— Aim of the task —
Transcribe every row below verbatim, keeping each line's characters, indentation, and line breaks unchanged.
[START OF Data lines]
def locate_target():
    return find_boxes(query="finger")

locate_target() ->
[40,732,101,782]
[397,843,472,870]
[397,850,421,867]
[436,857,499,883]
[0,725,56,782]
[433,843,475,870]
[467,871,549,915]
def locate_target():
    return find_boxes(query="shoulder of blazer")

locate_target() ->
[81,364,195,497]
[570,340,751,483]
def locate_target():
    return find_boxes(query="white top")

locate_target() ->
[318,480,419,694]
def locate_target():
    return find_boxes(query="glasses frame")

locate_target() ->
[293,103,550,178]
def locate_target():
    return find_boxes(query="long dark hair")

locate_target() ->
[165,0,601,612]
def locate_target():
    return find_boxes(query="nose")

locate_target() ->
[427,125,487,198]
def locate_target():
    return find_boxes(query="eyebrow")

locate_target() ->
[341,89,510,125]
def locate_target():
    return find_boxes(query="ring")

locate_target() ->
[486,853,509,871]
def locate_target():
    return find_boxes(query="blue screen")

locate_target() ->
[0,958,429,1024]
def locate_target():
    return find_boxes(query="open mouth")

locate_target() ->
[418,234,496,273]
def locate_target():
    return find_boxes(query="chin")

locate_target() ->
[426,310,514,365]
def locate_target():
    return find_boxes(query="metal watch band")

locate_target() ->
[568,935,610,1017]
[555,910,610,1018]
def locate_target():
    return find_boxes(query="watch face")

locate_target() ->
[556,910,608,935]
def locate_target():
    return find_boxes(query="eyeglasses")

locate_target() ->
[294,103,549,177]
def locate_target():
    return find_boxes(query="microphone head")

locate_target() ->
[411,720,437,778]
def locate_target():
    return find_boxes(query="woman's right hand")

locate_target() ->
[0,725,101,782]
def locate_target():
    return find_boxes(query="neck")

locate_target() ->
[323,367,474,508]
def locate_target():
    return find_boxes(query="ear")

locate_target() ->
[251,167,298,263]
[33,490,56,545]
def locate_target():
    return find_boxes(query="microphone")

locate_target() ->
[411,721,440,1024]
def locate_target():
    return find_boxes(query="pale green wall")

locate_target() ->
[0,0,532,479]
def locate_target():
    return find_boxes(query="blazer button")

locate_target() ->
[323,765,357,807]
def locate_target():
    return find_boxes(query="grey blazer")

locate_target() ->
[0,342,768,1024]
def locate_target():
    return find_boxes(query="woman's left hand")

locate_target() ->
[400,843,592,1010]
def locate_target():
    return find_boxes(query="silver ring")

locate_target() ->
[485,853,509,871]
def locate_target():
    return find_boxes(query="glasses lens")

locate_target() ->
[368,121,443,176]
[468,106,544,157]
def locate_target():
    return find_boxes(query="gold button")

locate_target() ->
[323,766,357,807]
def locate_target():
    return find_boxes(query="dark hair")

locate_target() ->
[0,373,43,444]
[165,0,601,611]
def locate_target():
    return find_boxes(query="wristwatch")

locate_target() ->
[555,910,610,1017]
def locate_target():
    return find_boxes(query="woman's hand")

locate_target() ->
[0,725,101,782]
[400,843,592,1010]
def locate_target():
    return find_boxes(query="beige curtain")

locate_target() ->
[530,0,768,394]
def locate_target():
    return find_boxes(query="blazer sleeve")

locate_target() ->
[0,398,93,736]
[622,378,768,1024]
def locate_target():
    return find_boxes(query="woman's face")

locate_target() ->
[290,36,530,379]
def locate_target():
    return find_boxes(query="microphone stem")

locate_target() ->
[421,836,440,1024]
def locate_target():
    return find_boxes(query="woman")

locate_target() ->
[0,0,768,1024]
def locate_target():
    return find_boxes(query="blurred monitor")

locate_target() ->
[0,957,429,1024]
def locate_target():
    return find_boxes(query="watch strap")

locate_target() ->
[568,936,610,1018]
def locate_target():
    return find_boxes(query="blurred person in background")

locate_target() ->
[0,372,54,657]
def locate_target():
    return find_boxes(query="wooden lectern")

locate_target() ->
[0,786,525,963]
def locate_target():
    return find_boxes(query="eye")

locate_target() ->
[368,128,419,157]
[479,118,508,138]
[END OF Data lines]
— Solution for this task —
def locate_target():
    return find_boxes(query="finger")

locate_target() ->
[40,732,101,782]
[397,843,472,870]
[397,850,421,867]
[436,857,499,883]
[0,725,56,782]
[433,843,475,870]
[467,871,549,915]
def locate_target():
    return find_boxes(query="shoulder of blazer")

locate_target() ->
[81,364,195,497]
[570,340,751,483]
def locate_target():
    return find_boxes(query="white top")

locate_target() ->
[318,480,419,694]
def locate_target():
    return find_boxes(query="glasses frame")

locate_target() ->
[293,103,550,178]
def locate_target():
    return find_boxes(query="long dark hair")

locate_target() ->
[165,0,601,612]
def locate_target():
    return find_boxes(query="nose")

locate_target() ->
[427,125,487,198]
def locate_target():
    return find_boxes(query="eyebrow")

locate_target() ->
[341,89,510,125]
def locate_target():
    return find_boxes(query="ring")

locate_target() ->
[486,853,509,871]
def locate_target():
    return find_boxes(query="blue screen")

locate_target() ->
[0,958,429,1024]
def locate_target():
    return find_boxes(query="open mouth")

locate_target() ->
[418,234,496,273]
def locate_target():
    return find_boxes(query="chin")

locate_target() ->
[426,310,514,365]
def locate_target():
    return find_boxes(query="metal watch band")

locate_target() ->
[568,935,610,1017]
[555,910,610,1018]
def locate_target():
    return find_boxes(query="watch face")

locate_target() ->
[556,910,608,935]
def locate_target():
    return find_boxes(query="eyeglasses")

locate_target() ->
[294,103,549,177]
def locate_target():
    return find_boxes(query="microphone head")

locate_target() ->
[411,720,437,778]
def locate_target():
    return find_boxes(query="woman's right hand")

locate_target() ->
[0,725,101,782]
def locate_target():
    return find_boxes(query="neck")

locate_target() ->
[323,367,474,508]
def locate_target():
    return find_boxes(query="ear")

locate_target() ->
[251,167,298,263]
[33,490,56,545]
def locate_target():
    return find_boxes(query="microphone")

locate_target() ->
[411,721,440,1024]
def locate_target():
    return find_boxes(query="pale green wall")

locate_target() ->
[0,0,532,479]
def locate_target():
    return find_boxes(query="blazer button")

locate_target() ->
[323,765,357,807]
def locate_target():
    return find_boxes(query="grey blazer")

locate_target() ->
[0,342,768,1024]
def locate_target():
    return find_boxes(query="woman's left hand")

locate_target() ->
[400,843,592,1010]
def locate_target():
    return find_boxes(query="silver ring")

locate_target() ->
[485,853,509,871]
def locate_target():
    return find_boxes(query="glasses lens")

locate_target() ->
[368,121,443,176]
[468,106,544,157]
def locate_target():
    return find_boxes(query="gold button")

locate_target() ->
[323,766,357,807]
def locate_target():
    return find_boxes(query="dark hair")

locate_target() ->
[0,373,43,444]
[165,0,601,611]
def locate_target():
    return find_boxes(query="wristwatch")

locate_target() ->
[555,910,610,1017]
def locate_target():
    return find_boxes(query="woman's hand")

locate_target() ->
[0,725,101,782]
[400,843,592,1010]
def locate_target():
    return find_boxes(query="beige curtain")

locate_target() ->
[530,0,768,394]
def locate_target():
    return find_boxes(query="blazer sleeve")

locate_target() ->
[0,398,93,736]
[622,378,768,1024]
def locate_target():
    return find_boxes(query="woman's face")

locate_target() ->
[290,36,530,379]
def locate_target():
    return find_boxes(query="microphone stem")

locate_target() ->
[421,836,440,1024]
def locate_target():
    return find_boxes(query="woman")

locate_target() ->
[0,0,768,1024]
def locate_target():
    return find_boxes(query="blurred monitor")

locate_target() ->
[0,957,429,1024]
def locate_target():
    return find_boxes(query="watch strap")

locate_target() ->
[568,936,610,1018]
def locate_target():
    return find_boxes(query="blurred person in background")

locate_target() ->
[0,372,54,657]
def locate_target():
    return find_boxes(query="wooden lectern")

locate_target() ->
[0,786,525,963]
def locate_target():
    return find_boxes(query="eye")

locate_target() ->
[368,128,419,157]
[479,118,508,138]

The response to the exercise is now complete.